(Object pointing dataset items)
------------
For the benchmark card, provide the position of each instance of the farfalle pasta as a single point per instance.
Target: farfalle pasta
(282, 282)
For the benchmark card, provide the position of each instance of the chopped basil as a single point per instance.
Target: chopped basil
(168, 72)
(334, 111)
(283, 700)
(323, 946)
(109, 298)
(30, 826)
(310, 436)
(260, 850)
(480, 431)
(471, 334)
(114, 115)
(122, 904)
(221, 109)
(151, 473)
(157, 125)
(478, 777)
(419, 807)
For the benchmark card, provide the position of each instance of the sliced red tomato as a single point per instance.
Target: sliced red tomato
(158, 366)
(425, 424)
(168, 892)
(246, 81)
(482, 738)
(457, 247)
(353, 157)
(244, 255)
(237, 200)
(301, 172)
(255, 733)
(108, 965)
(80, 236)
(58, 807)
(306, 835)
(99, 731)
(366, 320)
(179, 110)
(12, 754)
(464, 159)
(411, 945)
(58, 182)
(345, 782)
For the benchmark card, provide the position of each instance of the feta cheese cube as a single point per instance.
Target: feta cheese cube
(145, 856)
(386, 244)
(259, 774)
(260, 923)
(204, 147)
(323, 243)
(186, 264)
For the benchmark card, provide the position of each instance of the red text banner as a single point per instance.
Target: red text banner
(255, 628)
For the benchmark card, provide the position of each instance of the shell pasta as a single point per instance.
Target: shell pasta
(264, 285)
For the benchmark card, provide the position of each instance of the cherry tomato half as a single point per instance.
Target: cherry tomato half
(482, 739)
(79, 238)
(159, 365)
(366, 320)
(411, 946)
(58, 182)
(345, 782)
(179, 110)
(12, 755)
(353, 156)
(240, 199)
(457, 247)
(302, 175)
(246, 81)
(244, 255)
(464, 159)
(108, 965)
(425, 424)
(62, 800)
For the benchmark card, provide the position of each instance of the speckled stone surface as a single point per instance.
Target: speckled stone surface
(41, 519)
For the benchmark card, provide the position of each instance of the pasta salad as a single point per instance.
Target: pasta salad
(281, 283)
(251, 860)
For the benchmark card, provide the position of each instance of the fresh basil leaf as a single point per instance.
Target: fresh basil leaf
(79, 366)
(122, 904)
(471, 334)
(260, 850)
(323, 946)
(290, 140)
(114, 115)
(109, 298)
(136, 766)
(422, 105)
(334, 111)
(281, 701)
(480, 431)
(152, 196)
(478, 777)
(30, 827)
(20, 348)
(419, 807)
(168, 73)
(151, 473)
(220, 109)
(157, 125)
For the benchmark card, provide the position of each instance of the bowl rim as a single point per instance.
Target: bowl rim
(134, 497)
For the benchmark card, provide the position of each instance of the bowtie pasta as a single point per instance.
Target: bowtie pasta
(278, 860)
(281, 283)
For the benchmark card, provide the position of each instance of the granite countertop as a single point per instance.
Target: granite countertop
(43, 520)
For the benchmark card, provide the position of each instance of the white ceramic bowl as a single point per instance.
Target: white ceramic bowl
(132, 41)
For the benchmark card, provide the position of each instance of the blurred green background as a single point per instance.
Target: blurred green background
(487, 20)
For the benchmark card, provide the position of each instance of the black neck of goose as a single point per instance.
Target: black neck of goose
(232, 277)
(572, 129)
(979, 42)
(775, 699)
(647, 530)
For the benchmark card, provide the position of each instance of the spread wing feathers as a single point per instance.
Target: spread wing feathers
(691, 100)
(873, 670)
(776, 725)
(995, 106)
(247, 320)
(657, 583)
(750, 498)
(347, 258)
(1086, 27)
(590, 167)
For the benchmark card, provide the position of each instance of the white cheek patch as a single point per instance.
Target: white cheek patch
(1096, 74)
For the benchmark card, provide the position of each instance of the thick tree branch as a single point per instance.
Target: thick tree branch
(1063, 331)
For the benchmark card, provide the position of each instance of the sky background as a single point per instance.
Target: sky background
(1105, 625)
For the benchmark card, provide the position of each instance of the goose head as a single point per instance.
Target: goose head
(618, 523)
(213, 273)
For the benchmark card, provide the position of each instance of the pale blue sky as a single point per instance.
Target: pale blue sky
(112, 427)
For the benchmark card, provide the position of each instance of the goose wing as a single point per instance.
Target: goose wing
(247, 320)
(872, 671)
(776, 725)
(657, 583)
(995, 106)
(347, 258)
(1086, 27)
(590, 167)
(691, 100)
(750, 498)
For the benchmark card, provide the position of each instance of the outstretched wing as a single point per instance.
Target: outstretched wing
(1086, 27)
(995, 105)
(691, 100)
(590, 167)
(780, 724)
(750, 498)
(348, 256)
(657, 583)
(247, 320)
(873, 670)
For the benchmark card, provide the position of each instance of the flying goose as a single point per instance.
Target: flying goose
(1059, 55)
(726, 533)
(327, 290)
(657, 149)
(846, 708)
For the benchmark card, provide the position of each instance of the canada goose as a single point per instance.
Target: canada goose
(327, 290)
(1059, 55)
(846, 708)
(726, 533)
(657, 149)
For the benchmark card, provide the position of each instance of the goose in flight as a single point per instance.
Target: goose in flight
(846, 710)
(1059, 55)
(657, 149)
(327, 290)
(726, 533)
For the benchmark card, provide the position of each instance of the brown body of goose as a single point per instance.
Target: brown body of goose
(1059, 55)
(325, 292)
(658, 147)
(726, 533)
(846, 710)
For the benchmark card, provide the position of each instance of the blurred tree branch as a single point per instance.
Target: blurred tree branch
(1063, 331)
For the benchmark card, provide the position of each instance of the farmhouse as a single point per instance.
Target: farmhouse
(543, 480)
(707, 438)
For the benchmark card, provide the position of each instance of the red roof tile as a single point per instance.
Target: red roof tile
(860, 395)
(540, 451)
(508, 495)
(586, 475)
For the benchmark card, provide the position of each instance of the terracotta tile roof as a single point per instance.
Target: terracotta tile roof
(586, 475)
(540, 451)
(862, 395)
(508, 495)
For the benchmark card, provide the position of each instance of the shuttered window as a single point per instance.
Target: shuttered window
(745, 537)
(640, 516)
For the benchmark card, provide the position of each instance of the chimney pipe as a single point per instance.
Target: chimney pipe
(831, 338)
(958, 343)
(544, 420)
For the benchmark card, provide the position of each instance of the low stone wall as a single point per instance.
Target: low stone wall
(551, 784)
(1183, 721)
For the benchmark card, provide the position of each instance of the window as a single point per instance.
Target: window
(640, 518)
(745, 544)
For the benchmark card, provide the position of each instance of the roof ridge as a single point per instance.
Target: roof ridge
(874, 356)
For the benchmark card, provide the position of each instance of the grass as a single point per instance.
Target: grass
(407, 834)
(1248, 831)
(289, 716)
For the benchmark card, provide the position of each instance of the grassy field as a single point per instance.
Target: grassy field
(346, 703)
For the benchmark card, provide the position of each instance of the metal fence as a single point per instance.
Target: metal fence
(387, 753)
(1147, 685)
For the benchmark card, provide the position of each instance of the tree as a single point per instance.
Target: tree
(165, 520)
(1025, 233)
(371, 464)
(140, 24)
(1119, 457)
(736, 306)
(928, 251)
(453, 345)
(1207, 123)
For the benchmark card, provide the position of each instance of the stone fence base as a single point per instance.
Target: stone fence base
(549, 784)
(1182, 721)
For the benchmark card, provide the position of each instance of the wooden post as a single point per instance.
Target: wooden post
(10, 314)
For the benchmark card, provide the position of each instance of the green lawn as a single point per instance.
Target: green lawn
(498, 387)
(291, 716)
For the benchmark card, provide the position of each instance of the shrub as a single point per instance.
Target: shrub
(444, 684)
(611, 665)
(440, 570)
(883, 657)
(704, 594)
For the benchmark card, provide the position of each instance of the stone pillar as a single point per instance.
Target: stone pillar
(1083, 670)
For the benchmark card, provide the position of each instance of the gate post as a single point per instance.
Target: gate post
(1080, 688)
------------
Required task: Write out all the items again, switching every "benchmark card" to "evaluation sheet" and leaving everything else unchanged.

Output of the task:
For the evaluation sheet, provide the position of each instance of the farfalle pasta as a single point per instance.
Target: farfalle pasta
(282, 282)
For the evaluation sheet, provide the position of each instance of the chopped basil as a single point per instance.
Target: chopped basil
(168, 72)
(334, 111)
(283, 700)
(323, 946)
(109, 298)
(30, 826)
(310, 436)
(260, 850)
(480, 431)
(471, 334)
(114, 115)
(122, 904)
(221, 109)
(151, 473)
(157, 125)
(478, 777)
(419, 807)
For the evaluation sheet, provide the position of each instance of the sliced red tomato as a single point per instance.
Target: sliced red tomato
(158, 366)
(425, 424)
(168, 892)
(246, 81)
(482, 738)
(457, 247)
(353, 157)
(244, 255)
(237, 200)
(301, 172)
(255, 733)
(108, 965)
(80, 236)
(58, 807)
(306, 835)
(99, 731)
(366, 320)
(179, 110)
(12, 754)
(464, 159)
(411, 945)
(58, 182)
(345, 782)
For the evaluation sheet, provide the position of each instance of the feta cheese cube as a single point per instance.
Target: feta cheese cube
(145, 856)
(386, 244)
(259, 774)
(260, 923)
(204, 147)
(323, 243)
(186, 264)
For the evaluation sheet, provide the position of each instance of the red text banner as a single point per instance.
Target: red text banner
(255, 628)
For the evaluation sheet, provide the position of each instance of the shell pasta as a single point per instance.
Target: shell pasta
(264, 285)
For the evaluation sheet, provide the position of each instance of the cherry tomato half as a single point per instance.
Target: cherry tomato half
(482, 739)
(79, 238)
(159, 365)
(366, 320)
(411, 946)
(58, 182)
(345, 782)
(179, 110)
(12, 755)
(353, 156)
(240, 199)
(457, 247)
(302, 175)
(246, 81)
(244, 255)
(464, 159)
(108, 965)
(425, 424)
(62, 800)
For the evaluation sheet, provide the position of each instance of the speckled stone surface as a single point per instance.
Target: speckled stone surface
(41, 519)
For the evaluation sheet, provide the position of each instance of the pasta salad as a single point per instance.
Target: pasta salad
(281, 283)
(251, 860)
For the evaluation sheet, provide the position of each instance of the fresh basil leaf as a single point per instance.
Target: fresh basil leaf
(79, 366)
(122, 904)
(471, 334)
(260, 850)
(323, 946)
(290, 140)
(114, 115)
(109, 298)
(136, 766)
(422, 105)
(334, 111)
(281, 701)
(480, 431)
(152, 196)
(478, 777)
(30, 827)
(20, 348)
(419, 807)
(168, 73)
(151, 473)
(220, 109)
(157, 125)
For the evaluation sheet, provide the position of each instance of the bowl rim as a single point per instance.
Target: bowl rim
(134, 497)
For the evaluation sheet, provide the position of each instance of the bowtie pasta as a single point per instance.
Target: bowtie pasta
(278, 860)
(281, 283)
For the evaluation sheet, provide the position of each instance of the granite countertop as a single point per instance.
Target: granite countertop
(43, 520)
For the evaluation sheet, provide the position of each instance of the white ceramic bowl as a single point per instance.
Target: white ceramic bowl
(132, 41)
For the evaluation sheet, provide the position of each instance of the blurred green background as a single point per instance.
Target: blurred green background
(487, 20)
For the evaluation sheet, provide the position of each instance of the black neck of goose as a single point per instance.
Target: black neck of goose
(232, 277)
(572, 129)
(979, 42)
(775, 699)
(647, 530)
For the evaluation sheet, provide the position of each instance of the spread wing feathers as a single point per instance.
Target: spread wing feathers
(691, 100)
(873, 670)
(776, 725)
(995, 106)
(247, 320)
(657, 583)
(750, 498)
(347, 258)
(1086, 27)
(590, 167)
For the evaluation sheet, provide the position of each instance of the white cheek patch as a single point per instance.
Target: white cheek patch
(1096, 74)
For the evaluation sheet, provide the position of each instance of the thick tree branch as a single point per instance.
Target: thick tree branch
(1063, 331)
For the evaluation sheet, provide the position of each instance of the sky background as a single point per instance.
Target: sky background
(1105, 625)
For the evaluation sheet, provide the position of each instance of the goose head as a single point per instance.
Target: goose head
(618, 523)
(213, 273)
For the evaluation sheet, provide the position of each instance of the pale blue sky as a single point per instance.
Target: pale blue sky
(112, 427)
For the evaluation sheet, provide the position of each instance of the goose wing as a single point per instance.
Target: goose wing
(247, 320)
(872, 671)
(776, 725)
(657, 583)
(995, 106)
(347, 258)
(1086, 27)
(590, 167)
(691, 100)
(750, 498)
For the evaluation sheet, provide the position of each instance of the outstretched wing as a single point per instance.
Target: outstretched wing
(1086, 27)
(995, 105)
(691, 100)
(590, 167)
(780, 724)
(750, 498)
(348, 256)
(657, 583)
(247, 320)
(873, 670)
For the evaluation sheet, provide the position of each instance of the flying goose as a single point per instance.
Target: flying goose
(1059, 55)
(726, 533)
(327, 290)
(657, 149)
(846, 708)
For the evaluation sheet, provide the position of each instance of the canada goose as a single point per instance.
Target: canada goose
(327, 290)
(1059, 55)
(846, 708)
(726, 533)
(657, 149)
For the evaluation sheet, provide the position of each instance of the goose in flight as a single point per instance.
Target: goose in flight
(846, 710)
(1059, 55)
(657, 149)
(327, 290)
(726, 533)
For the evaluation sheet, provide the position of each instance of the brown body of goose as a single point per instance.
Target: brown body of goose
(1059, 55)
(325, 292)
(658, 147)
(726, 533)
(846, 710)
For the evaluation sheet, provide the position of each instance of the blurred tree branch as a single point per instance.
Target: blurred tree branch
(1063, 331)
For the evaluation sheet, provide the position of each instance of the farmhouse as a single point per instance.
Target: farmhouse
(543, 480)
(707, 438)
For the evaluation sheet, provide the position of each instance of the red roof tile as a single point per instance.
Target: red roof tile
(860, 395)
(540, 451)
(508, 495)
(586, 475)
For the evaluation sheet, provide the position of each instance of the terracotta tile roof as a single point per instance.
Target: terracotta tile roof
(586, 475)
(540, 451)
(862, 395)
(508, 495)
For the evaluation sheet, provide the position of each instance of the shuttered window as a single point per instance.
Target: shuttered window
(745, 537)
(640, 516)
For the evaluation sheet, provide the position of each instance of the chimney pipe as a single point per instance.
Target: chimney pipe
(831, 338)
(958, 343)
(544, 420)
For the evaluation sheet, provide the position of each instance of the low stone wall as a single point per instance.
Target: low stone wall
(551, 784)
(1183, 721)
For the evaluation sheet, provide the position of each instance of the window as a single point per instance.
Target: window
(640, 518)
(745, 544)
For the evaluation sheet, provide the position of each instance of the roof ridge as a single point per instance.
Target: roof ridge
(874, 356)
For the evaluation sheet, provide the position of each instance of the grass as a single point per instance.
Target: grass
(407, 834)
(1248, 831)
(289, 716)
For the evaluation sheet, provide the position of each instance of the grassy field as a single point per instance.
Target: grassy field
(346, 703)
For the evaluation sheet, provide the position of each instance of the metal fence as a single point per instance.
Target: metal fence
(387, 753)
(1147, 685)
For the evaluation sheet, provide the position of each instance of the tree as a single point per instance.
Target: tree
(165, 520)
(1025, 233)
(371, 464)
(140, 24)
(1119, 457)
(736, 306)
(928, 251)
(453, 345)
(1207, 123)
For the evaluation sheet, provide the position of each instance of the stone fence base as a single point per instance.
Target: stone fence base
(549, 784)
(1182, 721)
For the evaluation sheet, provide the position of each instance of the wooden post as a single point per instance.
Target: wooden post
(10, 314)
For the evaluation sheet, provide the position of each instance of the green lawn as a single point per instance.
Target: green lawn
(498, 387)
(291, 716)
For the evaluation sheet, provide the position of each instance of the shrub as a single point per instance.
Target: shrub
(444, 684)
(611, 665)
(440, 570)
(883, 657)
(704, 594)
For the evaluation sheet, provide the position of each instance of the stone pillar as a single point per instance.
Target: stone pillar
(1083, 670)
For the evaluation sheet, provide the position of each instance of the gate post as a single point per instance.
Target: gate post
(1080, 688)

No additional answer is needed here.